▸ **Given request**
Look at the entries below and reproduce them exactly.
--- Start of Supplied information ---
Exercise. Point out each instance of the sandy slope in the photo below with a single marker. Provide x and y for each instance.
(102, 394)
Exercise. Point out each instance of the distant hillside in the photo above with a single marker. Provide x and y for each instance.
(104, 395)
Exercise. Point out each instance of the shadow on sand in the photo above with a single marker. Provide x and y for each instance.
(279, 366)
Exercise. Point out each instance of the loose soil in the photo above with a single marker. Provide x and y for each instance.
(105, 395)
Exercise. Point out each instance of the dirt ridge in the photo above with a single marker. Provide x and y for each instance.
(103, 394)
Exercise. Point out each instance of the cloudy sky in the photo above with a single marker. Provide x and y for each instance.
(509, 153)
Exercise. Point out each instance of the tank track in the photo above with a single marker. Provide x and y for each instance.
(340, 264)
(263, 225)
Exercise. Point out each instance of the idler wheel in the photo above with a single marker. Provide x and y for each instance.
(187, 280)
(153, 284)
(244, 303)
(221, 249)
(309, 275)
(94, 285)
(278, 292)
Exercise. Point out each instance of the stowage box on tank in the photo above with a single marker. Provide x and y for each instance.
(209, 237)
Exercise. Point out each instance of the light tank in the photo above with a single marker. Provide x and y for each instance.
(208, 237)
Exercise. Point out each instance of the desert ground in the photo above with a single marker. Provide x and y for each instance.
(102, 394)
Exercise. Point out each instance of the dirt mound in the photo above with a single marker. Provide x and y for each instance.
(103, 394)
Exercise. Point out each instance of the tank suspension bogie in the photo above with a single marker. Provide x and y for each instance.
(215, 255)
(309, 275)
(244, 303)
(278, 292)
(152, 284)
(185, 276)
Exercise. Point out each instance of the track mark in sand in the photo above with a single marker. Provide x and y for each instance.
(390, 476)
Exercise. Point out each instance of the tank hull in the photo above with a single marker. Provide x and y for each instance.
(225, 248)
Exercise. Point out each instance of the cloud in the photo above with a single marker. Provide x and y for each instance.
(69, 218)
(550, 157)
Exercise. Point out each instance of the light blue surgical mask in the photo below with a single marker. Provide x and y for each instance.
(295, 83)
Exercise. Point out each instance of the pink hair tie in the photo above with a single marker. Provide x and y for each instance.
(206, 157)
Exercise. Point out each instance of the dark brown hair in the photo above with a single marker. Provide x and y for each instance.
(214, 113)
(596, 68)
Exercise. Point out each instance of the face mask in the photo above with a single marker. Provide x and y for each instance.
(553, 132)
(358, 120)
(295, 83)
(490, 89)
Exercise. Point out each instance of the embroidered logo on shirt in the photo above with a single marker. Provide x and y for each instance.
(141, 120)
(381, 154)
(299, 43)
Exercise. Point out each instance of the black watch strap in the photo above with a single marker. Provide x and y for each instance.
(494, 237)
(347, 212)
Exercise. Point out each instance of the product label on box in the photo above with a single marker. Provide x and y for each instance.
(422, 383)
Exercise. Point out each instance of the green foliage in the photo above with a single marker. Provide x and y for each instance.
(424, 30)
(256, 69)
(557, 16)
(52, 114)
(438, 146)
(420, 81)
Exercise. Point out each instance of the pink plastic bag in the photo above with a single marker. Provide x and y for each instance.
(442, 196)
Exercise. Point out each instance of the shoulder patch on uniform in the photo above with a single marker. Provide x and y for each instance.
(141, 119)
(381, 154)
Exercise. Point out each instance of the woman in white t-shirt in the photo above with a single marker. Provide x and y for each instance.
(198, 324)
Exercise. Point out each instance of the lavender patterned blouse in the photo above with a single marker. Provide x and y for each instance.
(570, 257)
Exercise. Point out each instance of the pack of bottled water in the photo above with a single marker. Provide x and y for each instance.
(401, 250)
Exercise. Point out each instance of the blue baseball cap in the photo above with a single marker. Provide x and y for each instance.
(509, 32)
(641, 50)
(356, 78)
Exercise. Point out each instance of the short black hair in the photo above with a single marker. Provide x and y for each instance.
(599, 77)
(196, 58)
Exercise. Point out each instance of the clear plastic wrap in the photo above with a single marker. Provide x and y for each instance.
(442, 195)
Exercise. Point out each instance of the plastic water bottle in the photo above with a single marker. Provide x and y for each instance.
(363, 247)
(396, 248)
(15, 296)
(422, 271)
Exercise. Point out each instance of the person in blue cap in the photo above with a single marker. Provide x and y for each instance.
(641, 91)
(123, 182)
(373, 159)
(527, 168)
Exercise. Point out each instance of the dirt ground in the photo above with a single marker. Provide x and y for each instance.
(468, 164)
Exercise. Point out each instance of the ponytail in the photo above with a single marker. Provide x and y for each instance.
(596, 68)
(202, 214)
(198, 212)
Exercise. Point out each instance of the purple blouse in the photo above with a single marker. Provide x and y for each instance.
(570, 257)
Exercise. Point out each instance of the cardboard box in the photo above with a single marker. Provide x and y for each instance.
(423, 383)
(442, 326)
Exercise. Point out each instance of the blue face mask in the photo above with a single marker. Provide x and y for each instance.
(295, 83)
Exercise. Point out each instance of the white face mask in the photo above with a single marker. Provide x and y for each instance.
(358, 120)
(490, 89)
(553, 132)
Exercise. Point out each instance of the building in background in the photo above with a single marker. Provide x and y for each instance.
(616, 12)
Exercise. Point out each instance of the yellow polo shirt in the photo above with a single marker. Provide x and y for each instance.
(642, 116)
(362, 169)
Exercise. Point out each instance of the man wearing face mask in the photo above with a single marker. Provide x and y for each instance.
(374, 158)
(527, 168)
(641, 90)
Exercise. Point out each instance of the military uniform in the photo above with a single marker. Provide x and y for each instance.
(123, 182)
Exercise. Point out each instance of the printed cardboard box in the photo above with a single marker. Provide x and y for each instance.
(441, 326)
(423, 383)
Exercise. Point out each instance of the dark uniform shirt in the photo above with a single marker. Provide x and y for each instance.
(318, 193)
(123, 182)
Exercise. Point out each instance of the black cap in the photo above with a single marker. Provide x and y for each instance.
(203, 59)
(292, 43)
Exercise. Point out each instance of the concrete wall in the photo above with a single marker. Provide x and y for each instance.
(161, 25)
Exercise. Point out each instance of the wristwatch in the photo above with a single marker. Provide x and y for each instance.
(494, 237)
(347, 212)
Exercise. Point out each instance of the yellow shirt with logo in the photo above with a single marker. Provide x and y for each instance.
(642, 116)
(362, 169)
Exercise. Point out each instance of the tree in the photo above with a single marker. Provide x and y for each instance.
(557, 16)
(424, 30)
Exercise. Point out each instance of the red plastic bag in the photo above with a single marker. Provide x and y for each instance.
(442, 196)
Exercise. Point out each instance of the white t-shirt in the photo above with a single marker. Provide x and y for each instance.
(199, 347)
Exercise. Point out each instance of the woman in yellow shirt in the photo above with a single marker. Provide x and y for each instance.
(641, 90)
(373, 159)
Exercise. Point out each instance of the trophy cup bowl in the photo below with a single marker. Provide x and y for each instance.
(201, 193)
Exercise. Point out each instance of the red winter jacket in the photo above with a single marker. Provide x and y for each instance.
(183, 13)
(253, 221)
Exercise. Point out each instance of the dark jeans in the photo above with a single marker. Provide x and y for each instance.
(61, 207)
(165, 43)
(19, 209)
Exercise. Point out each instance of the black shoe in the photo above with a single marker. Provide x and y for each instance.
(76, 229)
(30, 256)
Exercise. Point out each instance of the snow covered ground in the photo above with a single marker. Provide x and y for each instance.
--- End of Supplied information ---
▸ **Complete response**
Exercise. Point out each instance of the sandy slope in the photo below with a single marker. Provide x and y for each instance.
(102, 394)
Exercise. Point out each instance of the distant hillside in the photo above with a single marker. Provide x and y for each instance.
(104, 395)
Exercise. Point out each instance of the shadow on sand in the photo above with a single marker. Provide x and y for each instance.
(279, 366)
Exercise. Point out each instance of the loose soil in the photo above with a single marker. Provide x and y for each instance.
(105, 395)
Exercise. Point out each instance of the dirt ridge in the photo above with a single marker. Provide x and y for each instance.
(103, 394)
Exercise. Point out each instance of the cloudy sky in the photo above with a single marker. Provide x and y for each instance.
(509, 153)
Exercise. Point out each instance of the tank track in the photo above with a single marker. Provide x and y for each instance.
(340, 264)
(263, 225)
Exercise. Point out each instance of the idler wheel in the photo above with a single marker. Provide x and y for each instance.
(187, 280)
(153, 284)
(244, 303)
(221, 249)
(309, 275)
(94, 285)
(278, 292)
Exercise. Point out each instance of the stowage box on tank in the photo above with a single marker. Provide x and y for each instance.
(209, 237)
Exercise. Point out each instance of the light tank in the photo above with a single marker. Provide x and y for each instance.
(208, 237)
Exercise. Point out each instance of the desert ground in the photo above with a single marker. Provide x and y for each instance.
(102, 394)
Exercise. Point out each instance of the dirt mound in the photo above with a single marker. Provide x and y for each instance.
(103, 394)
Exercise. Point out each instance of the tank suspension bogie in the photo above with a single marker. Provide x and y for each instance.
(215, 255)
(309, 275)
(244, 303)
(278, 292)
(152, 284)
(185, 276)
Exercise. Point out each instance of the track mark in sand in the photo above with a single marker. Provide x and y for each instance.
(390, 476)
Exercise. Point out each instance of the tank hull in the photo above with a single marker. Provide x and y for each instance.
(225, 248)
Exercise. Point out each instance of the cloud in the photo above with a single marker. Provide x and y for each instance.
(69, 218)
(550, 157)
Exercise. Point out each instance of the light blue surgical mask in the photo below with a single marker. Provide x and y for each instance.
(295, 83)
Exercise. Point out each instance of the pink hair tie in the photo above with a single marker. Provide x and y for each instance.
(206, 157)
Exercise. Point out each instance of the dark brown hair in the photo above with a single marker. Provide x and y for each instance.
(214, 113)
(596, 68)
Exercise. Point out each instance of the face mask in the photo above with a single marker. Provide x and y for each instance.
(553, 132)
(358, 120)
(295, 83)
(490, 89)
Exercise. Point out each instance of the embroidered logo on shirt in the photo above with a single marker. Provide x and y for each instance.
(141, 120)
(381, 154)
(299, 43)
Exercise. Point out each instance of the black watch strap in the photo above with a single marker. Provide x and y for each instance.
(494, 237)
(347, 212)
Exercise. Point out each instance of the product label on box in the photo above with a single marker. Provide x and y for each instance.
(422, 383)
Exercise. Point out each instance of the green foliage in the photo above with a single marker. Provide x and y for each instance.
(424, 30)
(256, 69)
(557, 16)
(52, 114)
(438, 146)
(420, 81)
Exercise. Point out each instance of the pink plastic bag in the photo above with a single marker. Provide x and y for each instance.
(442, 196)
Exercise. Point out each instance of the shoulder patch on uniform in the photo above with a single marker. Provide x and y for each instance.
(141, 119)
(381, 154)
Exercise. Point out each instance of the woman in white t-shirt in the photo above with a single marker. Provide x and y for each instance.
(198, 324)
Exercise. Point out each instance of the lavender patterned blouse in the photo above with a single marker. Provide x and y for each instance.
(570, 257)
Exercise. Point out each instance of the pack of bottled water in the photo above with a single marker. Provide x and y for each instance.
(401, 250)
Exercise. Point out each instance of the blue baseball cap in the photo above with a single marker. Provide x and y for each instance.
(509, 32)
(641, 50)
(356, 78)
Exercise. Point out each instance of the short black hair in the photo above with a single marker. Provide x and y for each instance.
(599, 77)
(196, 58)
Exercise. Point out each instance of the clear plastic wrap in the photo above with a single marker. Provide x and y for each instance.
(442, 195)
Exercise. Point out each instance of the plastic water bottle in the photo above with a single marker. Provide x and y for each instance.
(363, 247)
(396, 248)
(15, 296)
(422, 271)
Exercise. Point out each instance of the person in blue cap in the photo above with a single marker. Provide x and y for each instance.
(641, 91)
(123, 182)
(373, 159)
(527, 168)
Exercise. Point out each instance of the dirt ground in the photo above with a single marker. Provide x and y for each instance.
(468, 164)
Exercise. Point out each instance of the ponytail in the photo above with a single marker. Provide x and y for each instance.
(596, 68)
(202, 214)
(198, 212)
Exercise. Point out each instance of the purple blouse in the photo above with a single marker. Provide x and y for each instance.
(570, 257)
Exercise. Point out each instance of the cardboard box in the photo above with a single marker. Provide x and y for each instance.
(423, 383)
(442, 326)
Exercise. Point out each instance of the blue face mask in the photo above with a single marker. Provide x and y for each instance.
(295, 83)
Exercise. Point out each instance of the white face mask in the photo above with a single marker. Provide x and y for each instance.
(358, 120)
(490, 89)
(553, 132)
Exercise. Point out each instance of the building in background in the photo above with a single marker. Provide x and y for each instance.
(616, 12)
Exercise. Point out each instance of the yellow polo shirt in the photo above with a single marker. Provide x and y for each instance.
(642, 116)
(362, 169)
Exercise. Point out each instance of the man wearing face mask in the photo above with a single marker. Provide x and y for each instance.
(374, 158)
(527, 168)
(641, 90)
Exercise. Point out each instance of the military uniform in the photo above with a single marker. Provide x and y for each instance.
(123, 182)
Exercise. Point out each instance of the printed cardboard box in the photo above with a single marker. Provide x and y for each instance.
(441, 326)
(423, 383)
Exercise. Point out each instance of the dark uniform shirt in the photo above with a single marker. Provide x and y for each instance.
(318, 193)
(123, 182)
Exercise. Point out each instance of the black cap in the photo above with a single marker. Provide x and y for each instance.
(203, 59)
(292, 43)
Exercise. Point out each instance of the concrete wall in the photo above with a single marker. Provide x and y for each instance.
(161, 25)
Exercise. Point out each instance of the wristwatch in the photo above with a single marker. Provide x and y for each instance.
(494, 237)
(347, 212)
Exercise. Point out each instance of the yellow shirt with logo in the photo above with a single marker. Provide x and y for each instance.
(642, 116)
(362, 169)
Exercise. Point out each instance of the tree in the photo above with a single marker. Provide x and y for each instance.
(557, 16)
(424, 30)
Exercise. Point out each instance of the red plastic bag in the photo above with a single marker. Provide x and y for each instance.
(442, 196)
Exercise. Point out each instance of the white t-shirt in the photo above with a single marker. Provide x and y for each instance.
(199, 347)
Exercise. Point out each instance of the woman in yellow shirt in the photo above with a single marker. Provide x and y for each instance.
(641, 90)
(373, 159)
Exercise. Point out each instance of the trophy cup bowl in the photo below with a single marker. Provide x and y for each instance.
(201, 193)
Exercise. Point out each instance of the red winter jacket in the photo above with a single marker. Provide x and y for each instance.
(183, 13)
(253, 221)
Exercise. Point out each instance of the dark jeans in the photo above with a single marker. Provide x and y for each instance.
(61, 207)
(165, 43)
(19, 209)
Exercise. Point out each instance of the black shoe in the photo above with a single marker. Provide x and y for each instance.
(76, 229)
(30, 256)
Exercise. Point out each instance of the snow covered ground in the photo above with a single marker. Provide x and y for each instance.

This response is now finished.